■ Tasks to carry out
[1] In the excerpt on Neo4j visualizations of journal data, write out everything from "Figure 4, shows" down to "and dubious journals.".
[2] From the excerpt on Neo4j visualizations of journal data, list every visualization given in its bulleted list.
[3] Continue the excerpt on Neo4j visualizations of journal data from the point where it stops.

■ Excerpt
Scraped data is imported into graph database of Neo4j. Few of the visualizations that are possible with our data model are:

  • Author network

  • Institute network

  • Country network

  • Spread of a domain in a country

  • Collaboration network of an Institute

  • Extract year-wise publication trend of an author

This data when queried appropriately can help to visualize the shape of ‘Internationality’ of a Journal at various levels. Few of the visualization are as following.

a. Journal to Author to Country mapping

Figure 4, shows mapping of a journal to Author and to Country, to which Institution belongs. The blue circles represent journal nodes, purple circles are author nodes, yellow represent article nodes and red ones are country nodes. These links will help in identifying degree of contribution of countries and regions to a domain. Since we can identify spurious journals using journal’s internationality modeling index (JIMI), we can now identify which regions are essentially contributing more to such nexus of fake and dubious journals.

Figure 4

Journal to Author to Country mapping: red colored node represents country (India), purple node are authors, yellow nodes are title of the articles they authored and blue nodes are affiliating institutes.

https://s3-us-west-2.amazonaws.com/jourdata/Jscires/JScientometRes-7-2-114_g004.jpg

b. Author to Institute to Country mapping

Figure 5 shows mapping of the Author to Institute to Country. Blue nodes represent Institution, red represent country and purple represent author nodes. This mapping can help in identifying the contribution trends pertaining to a particular Institute and Country in particular.

Figure 5

Author to Institute to Country mapping: red nodes are the countries, blue nodes are institutes and purple nodes shows authors who are serving these institutes

https://s3-us-west-2.amazonaws.com/jourdata/Jscires/JScientometRes-7-2-114_g005.jpg

c. Article to Author Mapping

Figure 6 is visualization of a particular author’s contribution in totality. We can query this data based on year to visualize year by year contributions made. In the figure purple nodes are authors and yellow nodes are articles. For a rich and dense data we can provide visually appealing information about an author’s reach and contributions using this visualization.

■ Record set
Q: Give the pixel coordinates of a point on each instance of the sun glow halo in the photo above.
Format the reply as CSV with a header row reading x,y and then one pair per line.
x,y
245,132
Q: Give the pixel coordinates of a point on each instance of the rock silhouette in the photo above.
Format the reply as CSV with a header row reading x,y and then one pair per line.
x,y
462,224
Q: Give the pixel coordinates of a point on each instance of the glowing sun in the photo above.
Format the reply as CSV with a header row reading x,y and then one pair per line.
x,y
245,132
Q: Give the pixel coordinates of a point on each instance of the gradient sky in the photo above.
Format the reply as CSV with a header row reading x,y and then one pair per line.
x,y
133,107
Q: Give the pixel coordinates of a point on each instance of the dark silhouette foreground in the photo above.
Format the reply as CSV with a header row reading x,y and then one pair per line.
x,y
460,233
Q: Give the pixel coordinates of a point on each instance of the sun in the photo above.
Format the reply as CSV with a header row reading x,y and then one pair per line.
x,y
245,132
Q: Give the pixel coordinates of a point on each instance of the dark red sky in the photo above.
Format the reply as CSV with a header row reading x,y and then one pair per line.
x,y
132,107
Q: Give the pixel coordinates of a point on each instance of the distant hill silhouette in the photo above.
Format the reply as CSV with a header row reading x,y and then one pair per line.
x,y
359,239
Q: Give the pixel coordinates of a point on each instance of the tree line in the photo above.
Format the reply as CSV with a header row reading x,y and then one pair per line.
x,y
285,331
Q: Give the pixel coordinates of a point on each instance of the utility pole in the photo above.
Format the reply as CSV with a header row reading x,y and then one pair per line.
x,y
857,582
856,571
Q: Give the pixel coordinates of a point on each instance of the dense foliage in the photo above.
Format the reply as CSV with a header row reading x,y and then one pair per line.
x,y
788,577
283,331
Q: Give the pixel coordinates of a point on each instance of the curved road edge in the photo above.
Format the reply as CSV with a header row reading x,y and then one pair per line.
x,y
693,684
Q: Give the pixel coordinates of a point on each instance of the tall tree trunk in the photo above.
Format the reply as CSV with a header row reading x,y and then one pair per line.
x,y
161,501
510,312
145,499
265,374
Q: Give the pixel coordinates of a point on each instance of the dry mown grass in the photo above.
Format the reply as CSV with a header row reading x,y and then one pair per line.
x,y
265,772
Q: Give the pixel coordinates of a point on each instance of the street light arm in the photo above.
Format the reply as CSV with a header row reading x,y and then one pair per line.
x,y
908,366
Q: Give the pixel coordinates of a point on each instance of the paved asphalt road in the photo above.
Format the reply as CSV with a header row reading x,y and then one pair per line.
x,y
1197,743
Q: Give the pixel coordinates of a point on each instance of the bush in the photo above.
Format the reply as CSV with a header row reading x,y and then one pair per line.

■ Set of answers
[1]
Figure 4, shows mapping of a journal to Author and to Country, to which Institution belongs. The blue circles represent journal nodes, purple circles are author nodes, yellow represent article nodes and red ones are country nodes. These links will help in identifying degree of contribution of countries and regions to a domain. Since we can identify spurious journals using journal’s internationality modeling index (JIMI), we can now identify which regions are essentially contributing more to such nexus of fake and dubious journals.

[2]
Author network
Institute network
Country network
Spread of a domain in a country
Collaboration network of an Institute
Extract year-wise publication trend of an author

[3]
Figure 6

Author to Article mapping: purple nodes depicts authors and yellow nodes are published articles

https://s3-us-west-2.amazonaws.com/jourdata/Jscires/JScientometRes-7-2-114_g006.jpg

d. Institute to Country to Region mapping

Figure 7 is the data for all of the institutes belonging to a country, and countries belonging to a Region. These links can help in identifying contribution of various institutes and respective countries to a domain

Figure 7

Institute to Country to Region mapping: red nodes are the countries, blue nodes are institutes and green nodes are regions. The figure shows that US has large number of institutes.

https://s3-us-west-2.amazonaws.com/jourdata/Jscires/JScientometRes-7-2-114_g007.jpg

All the articles with a degree of Article impact, when measured using Singular value Decomposition for that domain and the journals with a measure of ‘internationality’ (computed using Cobb Douglas model) will define the degree of contribution made by any Institute and in turn Country to a particular scientific domain (to which that journal belongs to).

In other words, these two measures i.e. Article impact and the journal’s ‘internationality’ index can be used to define contribution of any Author, Institute, Country and Region to a particular domain.

Conversely these two parameters can be used as a scale to evaluate Authors, journals, Institutes, Countries and Regions. This scale can explain the growth and contribution made by all of these. When the data is large enough we can predict evolving field, most dominating country in a particular field/domain and increase or decrease of impact for any given journal.

RESULTS

Following are the various cypher queries and resulting visualization from the graph database. Figure 8 depicts journal to Author and in turn to the country of affiliation mapping. Following is the query on the graph database to extract the needed information for graph plotting.

Figure 8

Line graph; Journal Vs Publication

https://s3-us-west-2.amazonaws.com/jourdata/Jscires/JScientometRes-7-2-114_g008.jpg

Cypher Query

MATCH (Journal)<-[:PUBLISHED_IN]-(Article) WHERE Journal.name IN [‘Applied Soft Computing’, ‘Neurocomputing‘, ‘Genetic Programming and Evolvable Machines’] RETURN Article.year, Journal.name

Figure 9 shows the area graph of total citations vs. self-citations for all the articles and journals in the graph database. Following is the query which extracts this data.

Figure 9

Area graph; Total citation Vs. Self-citations

https://s3-us-west-2.amazonaws.com/jourdata/Jscires/JScientometRes-7-2-114_g010.jpg

Cypher query

MATCH (n:Article) RETURN n.Totalcites, n.Selfcites

Figure 10 shows the Pi graph of Article Publications per Country. Following is the query which is executed on the database to extract this data.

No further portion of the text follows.